DIRECTIONS FOR THIS TASK - Collect every line of the material below that contains the word "tomato".

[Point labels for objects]
+ + + +

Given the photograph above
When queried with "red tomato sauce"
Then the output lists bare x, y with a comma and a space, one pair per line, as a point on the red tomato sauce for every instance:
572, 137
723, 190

+ + + +

SOLUTION TO THIS TASK -
When queried with "red tomato sauce"
Then the output lists bare x, y with a comma and a space, one pair per line, as a point on the red tomato sauce for every instance:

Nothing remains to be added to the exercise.